Matt Driscoll

Matt Driscoll: Moving the conversation on homelessness in Tacoma forward

To trace the origins of a recent uproar over the jagged boulders the city of Tacoma placed on a patch of grass on a side street next to the downtown library, you have to begin with a voice mail.

It started with a call from a reader, as stories often do. The message implored me to go take a look at “how the city is treating the homeless,” directing me to Earnest S. Brazill Street.

And so, on my way home from my daughter’s Girl Scouts meeting later that night, I asked my wife if we could veer the minivan in a slight detour to see what the caller was talking about. The kids were tired, but I was curious.

As I’d write later, the sight of the rocks was jarring.

The following day I started making calls. First, I phoned the library, where spokesman David Domkoski told me the rocks only recently appeared. Yes, they were the work of the city. No, the library hadn’t specifically asked for them.

Domkoski confirmed what all of Tacoma already knows about the stretch of Tacoma Avenue the library calls home — it has been plagued by health and public safety issues, many of them directly related to homelessness.

ASSIGNED TASK
Set down the part of the Tacoma homelessness column between "It started with" and "S. Brazill Street.", inclusive, copying it word for word. The material that follows is not needed for this exercise.

DATASET CONTENT

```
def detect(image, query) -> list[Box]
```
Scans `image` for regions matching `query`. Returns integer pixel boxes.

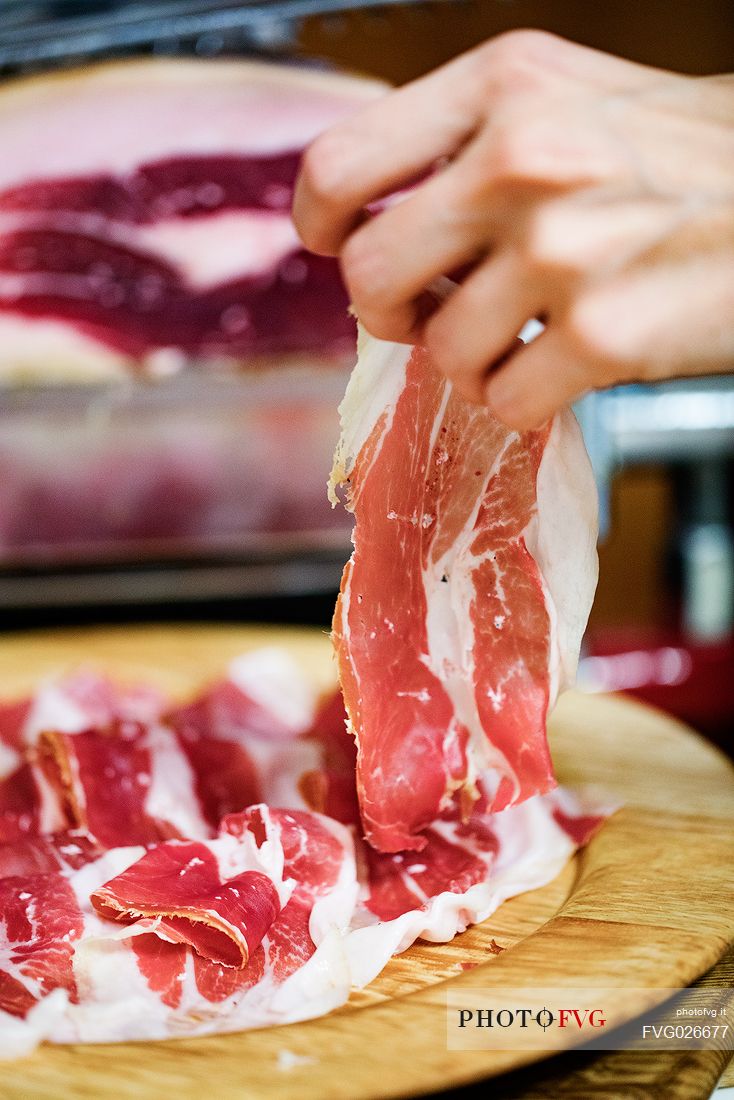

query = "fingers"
[483,323,593,431]
[423,250,543,404]
[293,54,483,255]
[341,158,492,343]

FINISHED EXERCISE
It started with a call from a reader, as stories often do. The message implored me to go take a look at “how the city is treating the homeless,” directing me to Earnest S. Brazill Street.